_Problem to work on_
Copy the material below exactly, but only from the line with "Please spot the shop window" onward, the final line included.

______

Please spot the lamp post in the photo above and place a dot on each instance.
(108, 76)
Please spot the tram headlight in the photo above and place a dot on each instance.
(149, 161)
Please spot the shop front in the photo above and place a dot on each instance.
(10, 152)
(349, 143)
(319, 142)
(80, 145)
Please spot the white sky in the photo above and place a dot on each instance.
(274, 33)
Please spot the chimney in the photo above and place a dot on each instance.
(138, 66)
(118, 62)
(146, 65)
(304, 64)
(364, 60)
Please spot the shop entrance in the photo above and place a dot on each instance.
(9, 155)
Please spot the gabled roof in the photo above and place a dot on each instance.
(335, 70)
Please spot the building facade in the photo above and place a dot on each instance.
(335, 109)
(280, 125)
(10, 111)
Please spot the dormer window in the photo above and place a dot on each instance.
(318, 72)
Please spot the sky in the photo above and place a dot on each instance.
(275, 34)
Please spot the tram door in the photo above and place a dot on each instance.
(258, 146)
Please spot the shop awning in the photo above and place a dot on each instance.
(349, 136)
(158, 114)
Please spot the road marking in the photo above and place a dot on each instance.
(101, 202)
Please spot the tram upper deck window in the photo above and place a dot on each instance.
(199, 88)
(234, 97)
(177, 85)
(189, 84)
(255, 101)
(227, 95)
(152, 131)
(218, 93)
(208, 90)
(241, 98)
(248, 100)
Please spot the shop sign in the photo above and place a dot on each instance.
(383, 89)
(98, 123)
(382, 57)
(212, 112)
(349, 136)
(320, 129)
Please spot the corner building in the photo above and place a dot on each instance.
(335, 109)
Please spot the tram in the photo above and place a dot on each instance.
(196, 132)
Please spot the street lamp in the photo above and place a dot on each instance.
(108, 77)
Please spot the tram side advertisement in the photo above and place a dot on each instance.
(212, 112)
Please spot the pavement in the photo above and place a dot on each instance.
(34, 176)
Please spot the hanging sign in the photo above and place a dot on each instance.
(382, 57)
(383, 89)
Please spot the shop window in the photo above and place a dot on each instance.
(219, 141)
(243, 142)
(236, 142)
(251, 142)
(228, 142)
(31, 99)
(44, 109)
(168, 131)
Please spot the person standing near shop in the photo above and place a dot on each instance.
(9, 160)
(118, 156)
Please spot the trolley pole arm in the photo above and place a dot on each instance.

______

_Output for this exercise_
Please spot the shop window in the photo above and place a dot on each instance.
(219, 141)
(243, 142)
(236, 142)
(251, 142)
(228, 142)
(31, 99)
(44, 109)
(168, 131)
Please spot the person standing near shop in the photo above and place a dot on each instance.
(9, 160)
(118, 156)
Please spot the trolley pole arm in the photo above and place a dot on each instance.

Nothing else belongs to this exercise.